▶ _Your objective_
Your answer is the lines below, exactly, from the one that contains "box: [265, 9, 287, 34]" through the one that contains "positive clicks: (316, 84)", both included.

(Collected data)
********
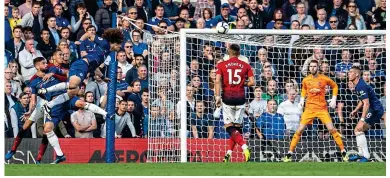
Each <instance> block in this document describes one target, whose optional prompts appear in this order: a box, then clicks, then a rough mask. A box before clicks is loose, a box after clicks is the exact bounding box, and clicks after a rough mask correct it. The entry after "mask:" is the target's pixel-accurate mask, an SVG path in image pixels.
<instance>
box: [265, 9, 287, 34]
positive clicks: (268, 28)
mask: <svg viewBox="0 0 390 178" xmlns="http://www.w3.org/2000/svg"><path fill="white" fill-rule="evenodd" d="M276 21H281V22H282V23H281V25H282V27H283V29H286V27H284V26H283V14H282V9H275V11H274V15H273V19H272V21H270V22H268V23H267V26H266V28H267V29H274V28H275V23H276ZM278 26H280V24H279V25H278ZM278 29H279V28H278Z"/></svg>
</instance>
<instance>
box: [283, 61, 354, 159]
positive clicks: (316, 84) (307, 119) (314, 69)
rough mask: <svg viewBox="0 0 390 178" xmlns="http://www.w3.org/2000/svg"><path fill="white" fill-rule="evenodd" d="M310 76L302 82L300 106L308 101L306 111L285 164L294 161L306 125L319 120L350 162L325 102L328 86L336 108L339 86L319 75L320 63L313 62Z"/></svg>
mask: <svg viewBox="0 0 390 178" xmlns="http://www.w3.org/2000/svg"><path fill="white" fill-rule="evenodd" d="M309 71H310V75H309V76H307V77H305V78H304V79H303V81H302V93H301V101H300V102H299V104H298V106H299V107H300V108H303V106H304V104H305V97H306V96H307V99H306V106H305V110H304V112H303V114H302V116H301V121H300V124H299V128H298V129H297V131H296V132H295V134H294V136H293V139H292V141H291V143H290V150H289V151H288V153H287V155H286V156H285V158H284V160H283V161H284V162H291V161H292V153H293V151H294V150H295V147H296V146H297V144H298V142H299V139H300V138H301V135H302V132H303V131H304V130H305V128H306V125H308V124H313V120H314V119H315V118H318V119H320V120H321V122H322V123H323V124H324V125H325V126H326V128H327V129H328V130H329V133H331V134H332V136H333V139H334V140H335V142H336V144H337V146H338V147H339V148H340V151H341V154H342V155H343V160H344V161H348V158H347V152H346V150H345V149H344V144H343V140H342V139H341V134H340V133H339V132H338V131H337V130H336V128H335V127H334V126H333V123H332V119H331V118H330V115H329V112H328V107H327V103H326V100H325V90H326V86H328V85H329V86H330V87H332V90H333V92H332V94H333V97H332V99H331V101H330V103H329V106H330V107H332V108H335V107H336V98H337V92H338V86H337V84H336V83H335V82H334V81H333V80H332V79H330V78H329V77H327V76H325V75H322V74H319V73H318V61H316V60H312V61H311V62H310V64H309Z"/></svg>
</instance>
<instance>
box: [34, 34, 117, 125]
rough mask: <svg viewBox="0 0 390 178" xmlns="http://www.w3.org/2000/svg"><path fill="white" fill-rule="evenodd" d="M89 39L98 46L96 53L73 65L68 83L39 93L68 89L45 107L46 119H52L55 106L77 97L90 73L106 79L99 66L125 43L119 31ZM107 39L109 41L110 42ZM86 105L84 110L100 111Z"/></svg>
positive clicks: (69, 76) (69, 69)
mask: <svg viewBox="0 0 390 178" xmlns="http://www.w3.org/2000/svg"><path fill="white" fill-rule="evenodd" d="M89 38H90V39H91V38H92V39H93V41H94V42H95V43H96V44H97V48H96V51H94V52H91V53H89V54H88V55H86V56H84V57H83V58H82V59H79V60H76V61H75V62H73V63H72V64H71V66H70V69H69V75H68V82H67V83H62V84H59V85H56V86H53V87H50V88H47V89H43V90H40V91H39V93H47V92H53V91H57V90H61V89H64V88H67V92H66V93H64V94H62V95H59V96H58V97H56V98H55V99H53V100H52V101H50V102H48V103H46V104H45V105H43V107H44V112H45V115H46V117H48V118H50V117H51V116H50V110H51V108H53V107H54V106H55V105H58V104H62V103H64V102H66V101H68V100H69V99H71V98H72V97H73V96H76V95H77V93H78V91H79V86H80V84H81V82H83V80H84V79H85V77H86V76H87V73H88V72H89V73H94V74H95V75H98V76H99V77H101V78H102V79H104V75H103V74H102V73H101V71H100V69H99V66H100V65H101V64H102V63H103V62H104V60H105V57H106V56H107V55H108V54H109V52H110V51H119V50H120V48H121V44H122V41H123V34H122V32H121V31H120V30H119V29H107V30H105V31H104V34H103V38H100V37H96V36H95V35H92V36H91V34H90V35H89ZM105 39H107V40H108V42H107V41H106V40H105ZM84 103H85V102H84ZM85 104H86V105H85V106H83V108H86V109H89V110H94V111H97V110H98V109H100V108H99V107H97V108H95V107H94V105H89V104H88V103H85Z"/></svg>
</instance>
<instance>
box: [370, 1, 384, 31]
mask: <svg viewBox="0 0 390 178" xmlns="http://www.w3.org/2000/svg"><path fill="white" fill-rule="evenodd" d="M372 20H373V22H371V23H377V24H379V25H376V27H375V28H377V29H382V30H385V29H386V0H381V1H380V4H379V7H378V8H376V10H375V11H374V14H373V15H372Z"/></svg>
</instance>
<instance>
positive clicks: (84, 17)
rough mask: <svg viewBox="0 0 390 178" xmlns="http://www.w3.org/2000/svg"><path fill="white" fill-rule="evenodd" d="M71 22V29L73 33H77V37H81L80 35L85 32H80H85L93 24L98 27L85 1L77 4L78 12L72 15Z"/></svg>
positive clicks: (96, 28) (81, 34) (94, 25)
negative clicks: (94, 20)
mask: <svg viewBox="0 0 390 178" xmlns="http://www.w3.org/2000/svg"><path fill="white" fill-rule="evenodd" d="M86 19H88V21H86ZM70 24H71V28H69V29H71V31H72V33H75V34H77V39H80V37H81V36H82V35H83V34H84V33H82V34H80V35H79V32H80V31H81V32H85V29H86V27H88V26H89V25H93V26H95V28H96V29H97V26H96V24H95V21H94V19H93V16H92V15H90V14H89V12H87V7H86V6H85V4H84V3H79V4H77V5H76V12H75V14H74V15H72V17H71V19H70ZM80 27H81V28H80Z"/></svg>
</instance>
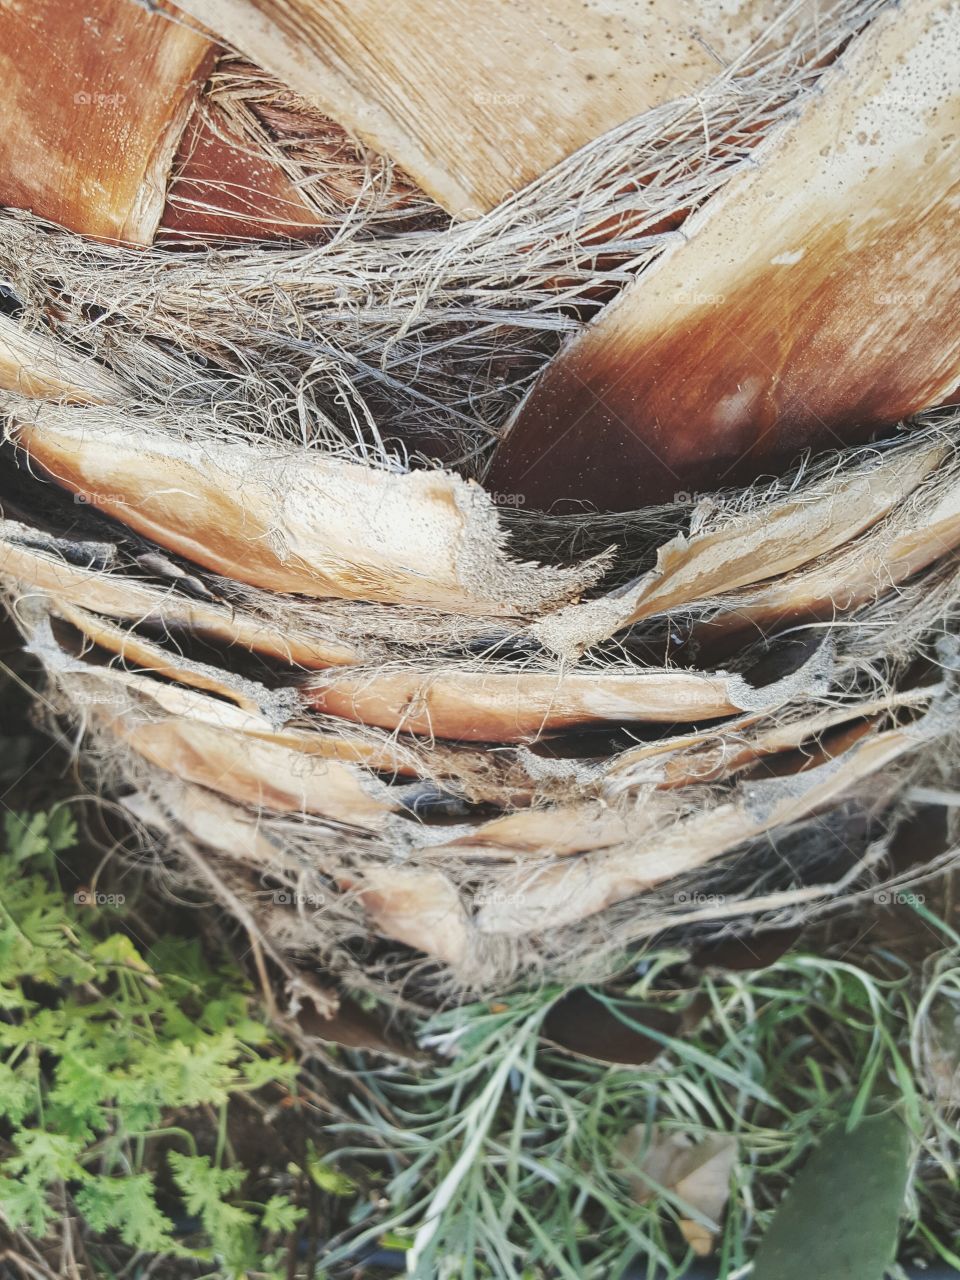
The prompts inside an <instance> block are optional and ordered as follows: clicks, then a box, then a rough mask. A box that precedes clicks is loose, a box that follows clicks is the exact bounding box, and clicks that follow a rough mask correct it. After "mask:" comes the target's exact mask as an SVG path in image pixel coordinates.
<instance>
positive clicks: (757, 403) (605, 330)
mask: <svg viewBox="0 0 960 1280" xmlns="http://www.w3.org/2000/svg"><path fill="white" fill-rule="evenodd" d="M957 44H960V14H959V13H957V9H956V6H955V5H954V4H952V3H950V0H916V3H913V4H910V6H909V9H908V10H893V12H890V13H886V14H881V15H879V17H878V18H877V19H876V22H874V23H873V24H872V27H870V28H869V31H868V32H865V35H864V36H863V38H861V40H859V41H856V42H855V44H852V45H851V46H850V47H849V49H847V50H846V51H845V52H844V54H842V55H841V58H840V60H838V63H837V65H836V67H832V68H829V69H828V70H827V72H826V73H824V77H823V81H822V84H820V87H819V91H818V92H817V93H812V95H810V96H809V97H808V99H806V101H805V104H804V106H803V108H801V110H800V111H799V113H797V118H796V119H795V120H792V122H791V123H788V124H785V125H783V127H782V129H781V131H780V132H778V133H777V134H776V136H774V137H771V138H769V140H768V141H767V142H765V143H764V145H763V146H762V147H760V148H759V151H758V155H756V164H755V168H754V169H753V172H750V173H744V174H741V175H739V177H737V178H735V179H733V180H731V182H730V183H728V184H727V187H726V188H724V191H723V192H722V193H721V195H719V196H718V197H717V198H716V200H713V201H710V202H709V204H708V205H705V206H704V207H703V209H701V210H699V211H698V212H696V214H694V215H692V216H691V218H690V219H689V220H687V223H686V224H685V236H684V239H682V241H677V242H676V243H675V244H673V246H672V247H671V248H669V250H667V252H666V253H663V255H662V256H660V259H659V260H658V261H657V262H655V264H654V265H653V266H652V268H650V269H649V270H648V271H645V273H644V274H643V275H641V276H640V279H637V280H636V282H634V283H632V284H631V285H630V287H628V288H627V289H626V291H625V292H623V294H622V296H621V297H620V298H618V300H617V301H616V302H614V303H612V305H611V306H609V307H608V308H607V310H605V311H604V312H603V315H602V316H600V317H599V319H598V320H595V323H594V324H591V325H590V326H589V328H588V329H586V330H585V332H582V333H581V334H579V335H577V337H576V338H575V339H573V340H572V342H571V343H570V344H568V346H567V347H566V348H564V349H563V351H562V352H561V353H559V355H558V356H557V358H556V360H554V361H553V362H552V365H550V367H549V370H548V371H547V372H545V374H544V376H543V378H541V380H540V381H539V383H538V385H536V387H535V388H534V390H532V392H531V394H530V397H529V398H527V399H526V402H525V403H524V406H522V408H521V410H520V413H518V416H517V419H516V421H515V422H513V424H512V425H511V426H509V429H508V431H507V435H506V440H504V444H503V445H502V447H500V449H499V451H498V453H497V456H495V458H494V462H493V467H492V471H490V474H489V483H490V485H492V486H493V488H499V489H504V490H509V492H517V493H520V494H522V495H524V497H525V499H526V502H527V503H529V504H532V506H538V507H543V508H549V507H550V504H552V503H554V502H557V500H559V499H575V500H576V502H579V503H582V502H591V503H594V504H595V506H596V507H599V508H600V509H608V511H609V509H613V511H625V509H632V508H635V507H637V506H640V504H643V503H644V502H663V500H669V495H671V494H676V492H677V490H678V489H704V488H705V486H712V485H716V484H717V483H718V481H719V483H721V484H726V485H730V484H736V483H745V481H748V480H750V479H753V477H755V476H758V475H762V474H764V472H769V471H772V470H778V468H780V467H782V466H783V463H785V462H788V461H790V460H791V458H792V457H796V454H797V452H799V451H800V449H803V448H805V447H812V448H831V447H833V445H835V444H837V443H840V444H852V443H855V442H859V440H865V439H868V438H869V435H870V433H872V431H873V430H874V429H876V426H877V425H878V424H881V425H884V424H890V422H895V421H897V420H899V419H902V417H906V416H908V415H910V413H915V412H916V411H918V410H923V408H928V407H931V406H934V404H940V403H943V402H945V401H946V399H947V398H948V397H950V396H951V394H952V392H954V390H955V389H956V388H957V385H959V384H960V333H957V326H956V321H955V315H956V308H957V303H960V271H959V270H957V268H960V250H957V242H956V234H955V232H956V204H957V200H959V198H960V141H959V137H957V125H960V82H959V81H957V77H956V74H955V65H956V64H955V50H956V46H957ZM919 186H922V188H923V197H922V198H919V200H918V198H916V189H918V187H919Z"/></svg>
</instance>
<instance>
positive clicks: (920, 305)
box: [873, 289, 927, 307]
mask: <svg viewBox="0 0 960 1280" xmlns="http://www.w3.org/2000/svg"><path fill="white" fill-rule="evenodd" d="M925 303H927V294H925V293H922V292H919V291H916V289H906V291H902V289H901V291H896V289H895V291H892V292H891V291H881V292H879V293H874V294H873V305H874V306H877V307H922V306H925Z"/></svg>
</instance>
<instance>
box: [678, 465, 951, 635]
mask: <svg viewBox="0 0 960 1280" xmlns="http://www.w3.org/2000/svg"><path fill="white" fill-rule="evenodd" d="M957 545H960V477H957V476H954V483H952V484H951V485H950V486H948V488H946V489H942V490H941V492H938V493H937V492H934V493H932V494H931V495H929V499H928V500H927V502H925V503H923V504H918V506H915V507H908V508H905V509H904V511H899V512H896V515H893V516H891V517H890V518H888V520H887V521H886V522H884V524H883V525H882V526H881V527H879V529H878V530H877V532H876V534H874V535H873V536H872V538H868V539H864V540H863V541H861V543H856V544H854V545H852V547H844V548H840V549H838V550H837V552H836V554H835V556H832V557H829V558H827V559H824V561H823V562H820V563H817V564H812V566H810V567H809V568H805V570H800V571H797V572H796V573H790V575H787V576H786V577H785V579H782V580H778V581H774V582H769V584H768V585H765V586H762V588H759V589H756V590H753V591H740V593H736V594H735V595H733V596H732V598H731V599H726V600H723V602H722V603H721V604H719V607H718V608H717V611H716V613H714V614H713V616H712V617H709V618H707V620H705V621H703V622H700V623H698V626H696V628H695V639H698V640H699V641H701V643H704V644H707V645H709V644H710V643H712V641H716V640H722V641H723V643H724V648H728V646H730V645H731V643H733V641H736V640H741V639H745V637H748V636H750V637H753V636H756V635H758V634H759V632H763V631H767V630H768V628H769V627H771V626H772V625H782V623H785V622H809V621H815V620H818V618H822V620H829V618H836V617H837V616H840V614H844V613H847V612H849V611H850V609H855V608H858V607H859V605H861V604H865V603H868V602H870V600H876V599H878V598H881V596H882V595H883V594H884V593H886V591H888V590H891V589H893V588H896V586H899V585H900V584H901V582H905V581H906V580H908V579H910V577H911V576H913V575H914V573H919V572H920V570H923V568H927V567H928V566H929V564H933V563H936V561H938V559H942V558H951V559H952V558H954V554H955V549H956V547H957Z"/></svg>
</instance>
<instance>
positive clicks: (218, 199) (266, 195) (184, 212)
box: [160, 104, 324, 239]
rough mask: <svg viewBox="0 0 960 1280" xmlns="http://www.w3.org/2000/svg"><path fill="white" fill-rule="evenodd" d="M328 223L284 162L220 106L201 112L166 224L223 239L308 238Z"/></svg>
mask: <svg viewBox="0 0 960 1280" xmlns="http://www.w3.org/2000/svg"><path fill="white" fill-rule="evenodd" d="M323 224H324V219H321V218H320V216H319V215H317V212H316V211H315V210H312V209H311V207H310V206H308V205H307V202H306V201H305V200H303V198H302V196H301V195H300V192H298V189H297V187H296V186H294V183H293V180H292V179H291V177H289V175H288V174H287V173H284V170H283V169H282V166H280V165H279V164H275V163H274V161H273V159H271V157H270V156H268V155H265V154H264V152H262V151H257V148H256V142H255V140H253V138H244V137H243V136H242V134H241V133H238V131H237V129H236V128H234V127H233V125H232V124H230V120H229V118H228V116H227V114H225V113H224V111H221V110H218V109H216V106H214V105H210V104H204V105H202V106H201V109H200V110H197V111H195V113H193V115H192V118H191V120H189V123H188V124H187V128H186V129H184V133H183V137H182V140H180V146H179V150H178V152H177V157H175V160H174V164H173V174H172V180H170V187H169V191H168V198H166V207H165V210H164V216H163V220H161V224H160V227H161V229H163V232H166V233H178V234H180V236H191V237H195V236H196V237H200V238H205V239H219V238H223V237H243V238H248V239H301V238H305V237H306V238H311V237H314V236H316V233H317V229H319V228H320V227H321V225H323Z"/></svg>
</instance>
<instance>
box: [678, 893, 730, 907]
mask: <svg viewBox="0 0 960 1280" xmlns="http://www.w3.org/2000/svg"><path fill="white" fill-rule="evenodd" d="M673 901H675V902H676V904H677V906H723V904H724V902H726V901H727V895H726V893H698V892H696V891H694V890H681V891H680V893H675V895H673Z"/></svg>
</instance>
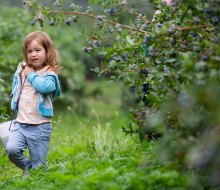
********
▶ _Solution_
box: [265, 9, 287, 34]
positive clicks: (268, 28)
mask: <svg viewBox="0 0 390 178" xmlns="http://www.w3.org/2000/svg"><path fill="white" fill-rule="evenodd" d="M276 21H281V22H282V23H281V25H282V27H283V29H286V27H284V26H283V14H282V9H275V11H274V15H273V19H272V21H270V22H268V23H267V26H266V28H267V29H274V28H275V23H276ZM278 26H280V24H279V25H278ZM278 29H279V28H278Z"/></svg>
</instance>
<instance>
box: [283, 61, 354, 159]
positive clicks: (316, 84) (307, 119) (314, 69)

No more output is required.